• _STATED EXERCISE 1_: Repeat the article below on China's housing crisis word for word.
##############################
How have homebuyers reacted?
Evergrande’s decline sparked protests by homebuyers and contractors at its Shenzhen headquarters in September last year.
In June of this year, a new form of protest emerged: the mortgage boycott.
People who had bought units in still unfinished projects announced they would stop making payments until construction resumed.
Within a month, the boycott has spread to buyers from more than 300 projects in 50 cities across China.
Many of the unfinished projects were concentrated in Henan province, where mass protests in response to rural banking fraud erupted and were suppressed.
Chinese lenders said last week that affected mortgages accounted for less than 0.01% of outstanding residential mortgages, but analysts say the fear is how far the boycotts will spread.
Why is there a global concern?
China is the world’s second largest economy, with deep global trade and financial ties.
If the real estate crisis spreads to China’s financial system, the shock would be felt far beyond its borders, analysts say.
“If defaults worsen, there could be significant and serious economic and social implications,” Fitch Ratings wrote in a note on Monday.
This echoes a warning from the US Federal Reserve, which said in May that while China has managed to contain the fallout so far, a worsening housing crisis could also impact the country’s financial system.
The crisis could spread and impact global trade and risk sentiment, the Fed said in its May 2022 financial stability report.
What can China do to fix it?
A bailout or bailout fund for the entire real estate sector is unlikely, even if mortgage boycotts grow, analysts say, because it would mean the government admits the scale of the crisis.
A major bailout could also encourage developers and home buyers to continue with their risky decisions, as they would see the government and banks assume their responsibilities.
But pressure has mounted on Chinese banks to help ease the situation. China’s banking regulator said Thursday it would help ensure projects are completed and units are handed over to buyers.
Some interventions have taken place at the local level in Henan Province, where a bailout fund has been set up in conjunction with a state-backed developer to help troubled projects.
Chen Shujin of Jefferies Hong Kong said local governments, developers and landlords may also be able to negotiate interest relief and the suspension of mortgage payments for a certain period on a case-by-case basis.
##############################
• _STATED EXERCISE 2_: From the listing below, report every line that contains the word "bowl".

[Excerpts from location labeling data]
##############################
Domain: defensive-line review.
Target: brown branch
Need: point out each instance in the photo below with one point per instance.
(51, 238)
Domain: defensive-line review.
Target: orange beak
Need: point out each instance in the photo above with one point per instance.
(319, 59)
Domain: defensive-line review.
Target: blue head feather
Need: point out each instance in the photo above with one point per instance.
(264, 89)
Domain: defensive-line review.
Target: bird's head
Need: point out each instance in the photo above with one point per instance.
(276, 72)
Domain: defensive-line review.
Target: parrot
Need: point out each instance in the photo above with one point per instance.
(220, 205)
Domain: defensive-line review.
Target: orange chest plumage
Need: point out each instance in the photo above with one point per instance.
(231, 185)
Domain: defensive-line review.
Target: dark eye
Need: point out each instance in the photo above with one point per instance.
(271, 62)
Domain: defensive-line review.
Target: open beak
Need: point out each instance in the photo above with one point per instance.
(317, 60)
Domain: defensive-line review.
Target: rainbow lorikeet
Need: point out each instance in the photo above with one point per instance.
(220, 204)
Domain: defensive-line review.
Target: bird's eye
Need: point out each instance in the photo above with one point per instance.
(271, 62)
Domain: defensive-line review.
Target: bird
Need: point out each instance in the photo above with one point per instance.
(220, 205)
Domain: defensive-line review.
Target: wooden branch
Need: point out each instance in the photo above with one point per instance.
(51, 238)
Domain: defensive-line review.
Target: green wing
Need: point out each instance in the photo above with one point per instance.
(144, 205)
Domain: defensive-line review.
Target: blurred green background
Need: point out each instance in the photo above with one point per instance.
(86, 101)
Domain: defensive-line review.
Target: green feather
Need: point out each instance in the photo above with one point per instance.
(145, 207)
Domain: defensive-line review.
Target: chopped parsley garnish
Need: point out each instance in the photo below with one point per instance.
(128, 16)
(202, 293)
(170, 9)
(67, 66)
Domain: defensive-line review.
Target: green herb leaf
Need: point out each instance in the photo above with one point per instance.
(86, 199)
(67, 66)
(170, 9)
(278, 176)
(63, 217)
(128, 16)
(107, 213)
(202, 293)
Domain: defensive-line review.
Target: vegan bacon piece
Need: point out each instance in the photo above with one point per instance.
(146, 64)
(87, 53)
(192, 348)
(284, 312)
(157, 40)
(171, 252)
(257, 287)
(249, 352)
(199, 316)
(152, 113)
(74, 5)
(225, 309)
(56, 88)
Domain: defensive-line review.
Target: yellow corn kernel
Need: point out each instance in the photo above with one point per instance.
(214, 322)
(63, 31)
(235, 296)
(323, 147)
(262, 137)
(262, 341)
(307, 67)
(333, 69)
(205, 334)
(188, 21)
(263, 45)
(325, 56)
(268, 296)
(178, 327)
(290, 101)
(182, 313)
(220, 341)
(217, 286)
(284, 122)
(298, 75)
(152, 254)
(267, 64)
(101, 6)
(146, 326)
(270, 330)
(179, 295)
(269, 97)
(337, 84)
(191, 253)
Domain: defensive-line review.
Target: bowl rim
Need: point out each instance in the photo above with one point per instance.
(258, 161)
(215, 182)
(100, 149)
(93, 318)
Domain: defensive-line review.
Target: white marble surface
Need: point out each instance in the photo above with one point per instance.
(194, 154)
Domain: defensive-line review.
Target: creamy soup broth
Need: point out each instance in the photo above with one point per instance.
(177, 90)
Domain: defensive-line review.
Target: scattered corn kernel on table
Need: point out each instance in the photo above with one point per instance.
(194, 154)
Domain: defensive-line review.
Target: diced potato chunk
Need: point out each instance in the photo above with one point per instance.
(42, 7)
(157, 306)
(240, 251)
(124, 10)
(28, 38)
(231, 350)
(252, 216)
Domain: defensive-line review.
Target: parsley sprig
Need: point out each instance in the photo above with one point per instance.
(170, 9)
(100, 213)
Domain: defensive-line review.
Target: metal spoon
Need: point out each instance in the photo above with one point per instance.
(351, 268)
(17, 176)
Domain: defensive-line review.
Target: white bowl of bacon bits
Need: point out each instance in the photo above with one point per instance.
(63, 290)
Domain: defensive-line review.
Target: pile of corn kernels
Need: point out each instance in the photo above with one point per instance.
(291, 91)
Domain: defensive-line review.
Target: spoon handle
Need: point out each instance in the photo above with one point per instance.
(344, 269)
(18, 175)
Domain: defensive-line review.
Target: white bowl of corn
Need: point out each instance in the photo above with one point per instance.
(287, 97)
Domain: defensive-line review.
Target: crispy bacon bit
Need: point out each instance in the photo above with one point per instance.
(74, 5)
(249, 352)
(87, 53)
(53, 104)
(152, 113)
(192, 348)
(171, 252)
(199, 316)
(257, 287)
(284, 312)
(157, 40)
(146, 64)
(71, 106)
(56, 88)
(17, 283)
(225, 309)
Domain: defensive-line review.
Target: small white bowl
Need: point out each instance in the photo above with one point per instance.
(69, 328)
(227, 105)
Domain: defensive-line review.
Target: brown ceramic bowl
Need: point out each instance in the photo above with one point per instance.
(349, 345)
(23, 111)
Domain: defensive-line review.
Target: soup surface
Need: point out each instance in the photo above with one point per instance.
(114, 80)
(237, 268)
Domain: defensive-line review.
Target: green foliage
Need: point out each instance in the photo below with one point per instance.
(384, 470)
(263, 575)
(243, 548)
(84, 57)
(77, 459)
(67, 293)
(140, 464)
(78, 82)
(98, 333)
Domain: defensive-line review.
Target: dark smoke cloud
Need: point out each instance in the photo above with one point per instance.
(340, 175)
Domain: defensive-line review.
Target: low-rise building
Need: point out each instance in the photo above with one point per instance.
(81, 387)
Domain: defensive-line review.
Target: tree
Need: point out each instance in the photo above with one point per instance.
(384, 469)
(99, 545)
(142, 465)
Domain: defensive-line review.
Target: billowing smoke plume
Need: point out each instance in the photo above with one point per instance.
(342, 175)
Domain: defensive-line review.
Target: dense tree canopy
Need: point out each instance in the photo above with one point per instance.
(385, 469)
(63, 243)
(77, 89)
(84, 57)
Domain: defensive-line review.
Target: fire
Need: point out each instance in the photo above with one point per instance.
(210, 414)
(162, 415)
##############################
• _WRITTEN RESPONSE 1_:
How have homebuyers reacted?
Evergrande’s decline sparked protests by homebuyers and contractors at its Shenzhen headquarters in September last year.
In June of this year, a new form of protest emerged: the mortgage boycott.
People who had bought units in still unfinished projects announced they would stop making payments until construction resumed.
Within a month, the boycott has spread to buyers from more than 300 projects in 50 cities across China.
Many of the unfinished projects were concentrated in Henan province, where mass protests in response to rural banking fraud erupted and were suppressed.
Chinese lenders said last week that affected mortgages accounted for less than 0.01% of outstanding residential mortgages, but analysts say the fear is how far the boycotts will spread.
Why is there a global concern?
China is the world’s second largest economy, with deep global trade and financial ties.
If the real estate crisis spreads to China’s financial system, the shock would be felt far beyond its borders, analysts say.
“If defaults worsen, there could be significant and serious economic and social implications,” Fitch Ratings wrote in a note on Monday.
This echoes a warning from the US Federal Reserve, which said in May that while China has managed to contain the fallout so far, a worsening housing crisis could also impact the country’s financial system.
The crisis could spread and impact global trade and risk sentiment, the Fed said in its May 2022 financial stability report.
What can China do to fix it?
A bailout or bailout fund for the entire real estate sector is unlikely, even if mortgage boycotts grow, analysts say, because it would mean the government admits the scale of the crisis.
A major bailout could also encourage developers and home buyers to continue with their risky decisions, as they would see the government and banks assume their responsibilities.
But pressure has mounted on Chinese banks to help ease the situation. China’s banking regulator said Thursday it would help ensure projects are completed and units are handed over to buyers.
Some interventions have taken place at the local level in Henan Province, where a bailout fund has been set up in conjunction with a state-backed developer to help troubled projects.
Chen Shujin of Jefferies Hong Kong said local governments, developers and landlords may also be able to negotiate interest relief and the suspension of mortgage payments for a certain period on a case-by-case basis.

• _WRITTEN RESPONSE 2_:
Target: bowl rim
Target: white bowl of bacon bits
Target: white bowl of corn
Target: small white bowl
Target: brown ceramic bowl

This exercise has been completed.